## WHAT NEEDS TO BE DONE
Swap "drop a pin" for "place a marker" in the records starting at the line containing "Spot the person in dark" and ending at the line containing "Query: police custodian helmet". Give only those lines back, with nothing else changed.

## Collected data entries
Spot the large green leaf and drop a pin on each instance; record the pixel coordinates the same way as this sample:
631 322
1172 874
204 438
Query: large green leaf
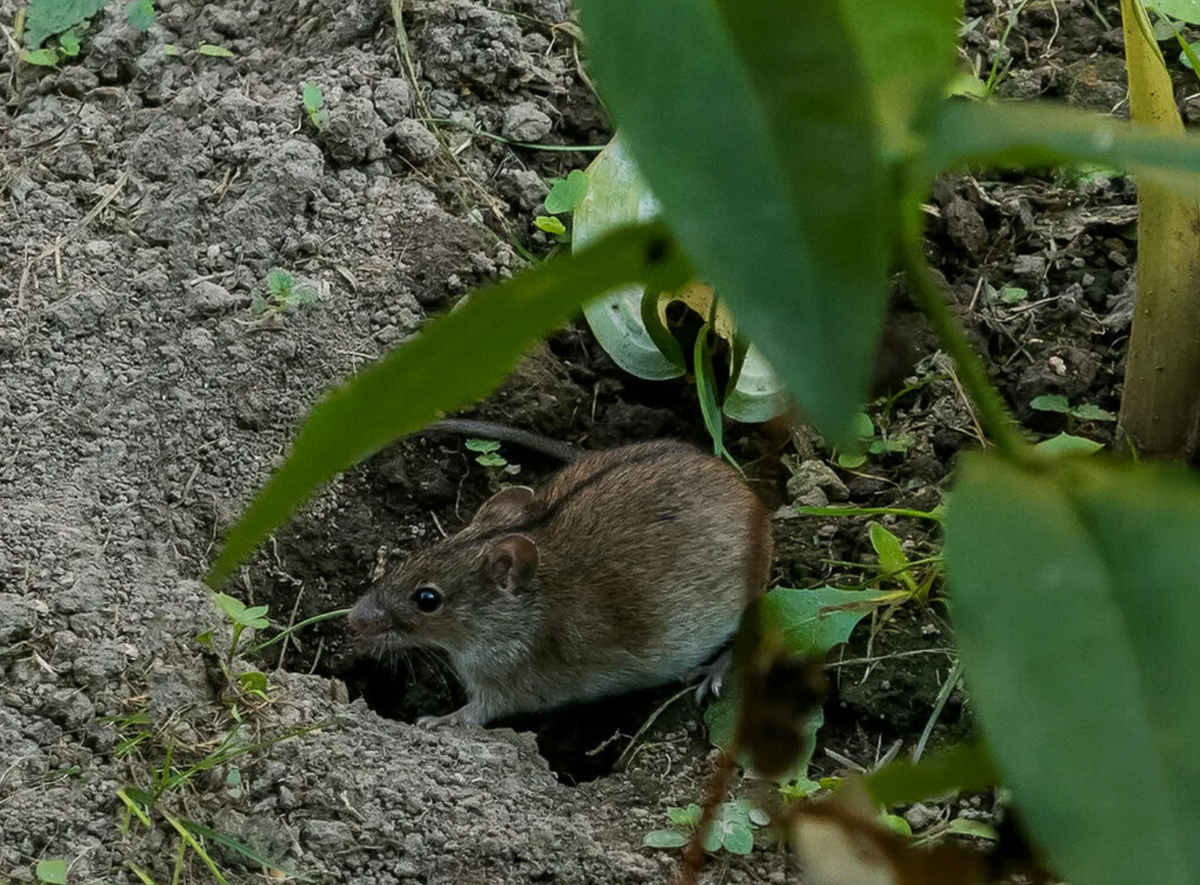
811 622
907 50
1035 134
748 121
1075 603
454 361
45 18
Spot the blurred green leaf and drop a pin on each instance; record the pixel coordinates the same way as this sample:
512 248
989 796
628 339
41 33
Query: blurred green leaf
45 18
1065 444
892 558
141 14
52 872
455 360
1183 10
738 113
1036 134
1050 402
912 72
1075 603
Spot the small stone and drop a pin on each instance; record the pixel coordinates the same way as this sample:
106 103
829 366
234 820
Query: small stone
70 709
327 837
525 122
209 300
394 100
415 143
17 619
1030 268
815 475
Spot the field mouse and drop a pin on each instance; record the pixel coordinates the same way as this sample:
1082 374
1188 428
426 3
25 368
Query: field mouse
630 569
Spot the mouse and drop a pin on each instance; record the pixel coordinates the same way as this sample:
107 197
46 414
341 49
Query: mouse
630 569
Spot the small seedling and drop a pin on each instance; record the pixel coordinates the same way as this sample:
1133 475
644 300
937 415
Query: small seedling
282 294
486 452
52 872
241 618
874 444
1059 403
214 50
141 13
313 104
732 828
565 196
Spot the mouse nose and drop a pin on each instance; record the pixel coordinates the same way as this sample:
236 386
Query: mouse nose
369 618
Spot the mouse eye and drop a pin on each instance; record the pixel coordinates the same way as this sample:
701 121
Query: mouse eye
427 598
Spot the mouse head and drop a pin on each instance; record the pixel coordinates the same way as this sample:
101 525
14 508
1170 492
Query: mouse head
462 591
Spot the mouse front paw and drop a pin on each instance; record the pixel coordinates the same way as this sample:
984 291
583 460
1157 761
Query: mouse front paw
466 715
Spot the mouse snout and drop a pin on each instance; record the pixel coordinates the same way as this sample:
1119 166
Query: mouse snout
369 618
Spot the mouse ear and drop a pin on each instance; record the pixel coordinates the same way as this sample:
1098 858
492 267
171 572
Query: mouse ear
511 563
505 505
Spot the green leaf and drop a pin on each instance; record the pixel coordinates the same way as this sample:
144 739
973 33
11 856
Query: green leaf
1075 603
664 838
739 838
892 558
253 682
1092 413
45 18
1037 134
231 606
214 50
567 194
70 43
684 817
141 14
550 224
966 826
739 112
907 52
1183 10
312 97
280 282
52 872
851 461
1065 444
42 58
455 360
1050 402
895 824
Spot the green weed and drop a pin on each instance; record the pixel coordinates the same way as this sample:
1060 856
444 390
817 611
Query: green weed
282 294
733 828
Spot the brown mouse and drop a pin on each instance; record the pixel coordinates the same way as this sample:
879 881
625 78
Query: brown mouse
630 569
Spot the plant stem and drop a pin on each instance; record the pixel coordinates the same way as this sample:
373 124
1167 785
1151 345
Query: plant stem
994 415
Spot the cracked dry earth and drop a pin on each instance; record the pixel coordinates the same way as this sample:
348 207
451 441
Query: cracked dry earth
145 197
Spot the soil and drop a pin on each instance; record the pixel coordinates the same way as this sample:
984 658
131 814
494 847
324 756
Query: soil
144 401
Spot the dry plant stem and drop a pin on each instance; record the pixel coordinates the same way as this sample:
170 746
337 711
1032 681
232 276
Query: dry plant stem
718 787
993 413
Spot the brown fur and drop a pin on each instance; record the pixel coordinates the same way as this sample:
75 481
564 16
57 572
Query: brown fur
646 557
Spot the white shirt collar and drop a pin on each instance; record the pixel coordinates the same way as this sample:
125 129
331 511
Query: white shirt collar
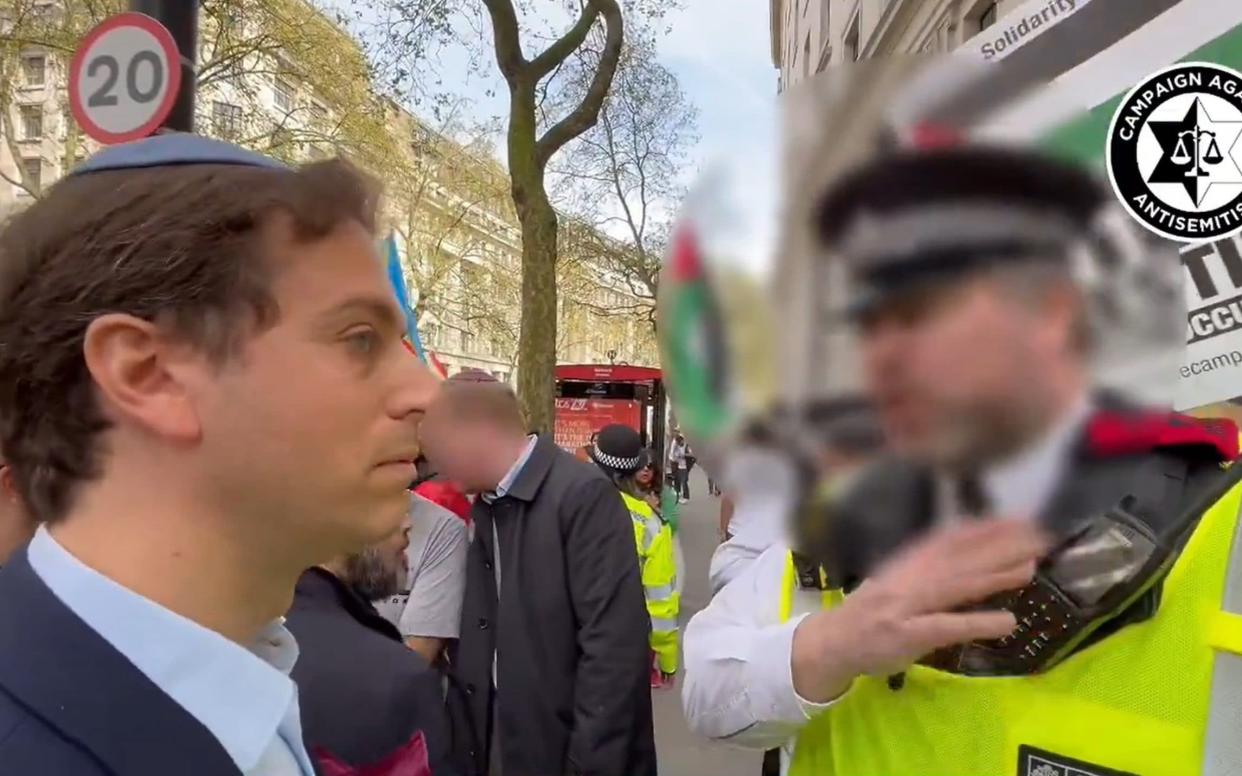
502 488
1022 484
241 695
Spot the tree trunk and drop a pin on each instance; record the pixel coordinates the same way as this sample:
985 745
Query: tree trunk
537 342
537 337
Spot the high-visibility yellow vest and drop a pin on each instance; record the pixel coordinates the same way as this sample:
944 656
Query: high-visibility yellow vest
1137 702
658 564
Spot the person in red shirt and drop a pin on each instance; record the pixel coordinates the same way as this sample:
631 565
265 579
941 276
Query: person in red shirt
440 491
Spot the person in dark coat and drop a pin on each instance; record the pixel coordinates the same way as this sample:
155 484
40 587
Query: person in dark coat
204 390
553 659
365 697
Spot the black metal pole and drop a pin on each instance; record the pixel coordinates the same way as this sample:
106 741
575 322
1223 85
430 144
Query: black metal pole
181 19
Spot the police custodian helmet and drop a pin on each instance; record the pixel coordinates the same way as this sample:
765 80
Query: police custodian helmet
--
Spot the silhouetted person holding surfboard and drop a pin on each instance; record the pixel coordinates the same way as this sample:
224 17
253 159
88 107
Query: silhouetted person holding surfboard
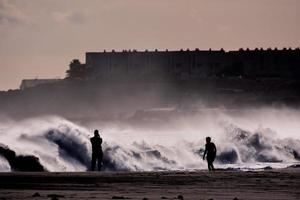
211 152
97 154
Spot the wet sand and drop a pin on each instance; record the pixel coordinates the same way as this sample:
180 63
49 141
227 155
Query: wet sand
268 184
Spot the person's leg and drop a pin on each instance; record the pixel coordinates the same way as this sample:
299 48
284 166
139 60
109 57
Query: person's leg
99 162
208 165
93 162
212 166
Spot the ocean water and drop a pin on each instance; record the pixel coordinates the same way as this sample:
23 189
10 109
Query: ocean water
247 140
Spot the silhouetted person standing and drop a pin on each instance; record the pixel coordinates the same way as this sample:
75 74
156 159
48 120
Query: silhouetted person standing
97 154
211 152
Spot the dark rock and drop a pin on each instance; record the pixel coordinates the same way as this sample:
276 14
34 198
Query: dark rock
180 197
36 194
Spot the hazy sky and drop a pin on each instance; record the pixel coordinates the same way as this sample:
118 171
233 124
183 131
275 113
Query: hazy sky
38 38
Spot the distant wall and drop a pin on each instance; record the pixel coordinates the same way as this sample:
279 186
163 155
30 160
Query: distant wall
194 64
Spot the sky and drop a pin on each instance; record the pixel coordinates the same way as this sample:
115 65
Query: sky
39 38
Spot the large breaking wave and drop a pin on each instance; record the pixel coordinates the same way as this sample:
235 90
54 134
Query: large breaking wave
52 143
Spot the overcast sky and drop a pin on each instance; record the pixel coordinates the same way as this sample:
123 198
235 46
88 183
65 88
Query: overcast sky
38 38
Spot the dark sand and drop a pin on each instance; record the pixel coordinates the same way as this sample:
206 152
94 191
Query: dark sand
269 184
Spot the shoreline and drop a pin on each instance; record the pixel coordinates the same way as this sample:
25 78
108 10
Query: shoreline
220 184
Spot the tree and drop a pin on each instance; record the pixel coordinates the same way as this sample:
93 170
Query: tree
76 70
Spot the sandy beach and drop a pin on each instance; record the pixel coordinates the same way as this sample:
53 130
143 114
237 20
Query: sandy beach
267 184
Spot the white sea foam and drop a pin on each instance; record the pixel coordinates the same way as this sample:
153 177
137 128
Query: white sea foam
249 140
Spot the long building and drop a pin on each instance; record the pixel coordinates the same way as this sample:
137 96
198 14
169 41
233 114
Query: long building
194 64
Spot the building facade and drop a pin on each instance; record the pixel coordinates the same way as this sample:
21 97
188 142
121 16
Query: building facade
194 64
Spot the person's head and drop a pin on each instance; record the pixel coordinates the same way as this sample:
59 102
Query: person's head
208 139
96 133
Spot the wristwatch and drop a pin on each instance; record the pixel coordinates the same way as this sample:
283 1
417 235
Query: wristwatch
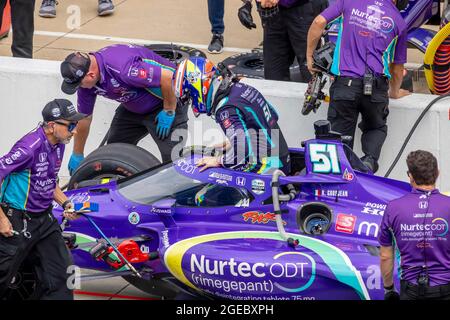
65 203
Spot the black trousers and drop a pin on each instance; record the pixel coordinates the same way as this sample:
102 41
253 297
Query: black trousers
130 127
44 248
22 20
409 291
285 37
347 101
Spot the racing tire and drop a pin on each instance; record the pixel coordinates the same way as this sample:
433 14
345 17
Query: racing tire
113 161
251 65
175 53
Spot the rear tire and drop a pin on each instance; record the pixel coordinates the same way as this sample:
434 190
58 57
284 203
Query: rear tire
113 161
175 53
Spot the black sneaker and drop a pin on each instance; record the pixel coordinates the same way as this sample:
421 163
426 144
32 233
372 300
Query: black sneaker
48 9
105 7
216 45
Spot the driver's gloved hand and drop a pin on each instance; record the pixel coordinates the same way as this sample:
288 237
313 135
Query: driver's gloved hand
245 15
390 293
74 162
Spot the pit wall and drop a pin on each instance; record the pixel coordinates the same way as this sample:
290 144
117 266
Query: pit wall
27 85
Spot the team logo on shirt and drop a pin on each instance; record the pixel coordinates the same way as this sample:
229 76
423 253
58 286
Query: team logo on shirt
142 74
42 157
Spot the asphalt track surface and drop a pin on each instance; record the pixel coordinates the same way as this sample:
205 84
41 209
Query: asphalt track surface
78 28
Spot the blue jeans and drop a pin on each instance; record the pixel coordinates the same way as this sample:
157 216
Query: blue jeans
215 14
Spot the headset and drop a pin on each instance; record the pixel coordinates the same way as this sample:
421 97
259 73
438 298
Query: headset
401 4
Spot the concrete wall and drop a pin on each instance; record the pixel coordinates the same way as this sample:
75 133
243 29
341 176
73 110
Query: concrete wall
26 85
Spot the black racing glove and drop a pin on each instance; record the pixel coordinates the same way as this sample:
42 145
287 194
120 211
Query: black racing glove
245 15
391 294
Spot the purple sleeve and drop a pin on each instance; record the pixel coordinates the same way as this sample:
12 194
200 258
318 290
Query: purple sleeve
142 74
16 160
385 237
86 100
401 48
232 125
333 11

## WRITTEN ANSWER
Spot the person in dark coat and place a marker on each instance; record the pixel coordinates the same way as this sample:
155 484
40 587
Query: person in dark coat
204 390
553 659
365 697
Spot the black metal pole and place a marker on each instance; record the pixel coordinates the same way as this sample:
106 741
575 322
1223 85
430 144
Query: black metal pole
181 19
Spot the police custodian helmet and place a marker on each instance; record the pixel coordinates the same way as this sample:
765 80
Query: police custodian helmet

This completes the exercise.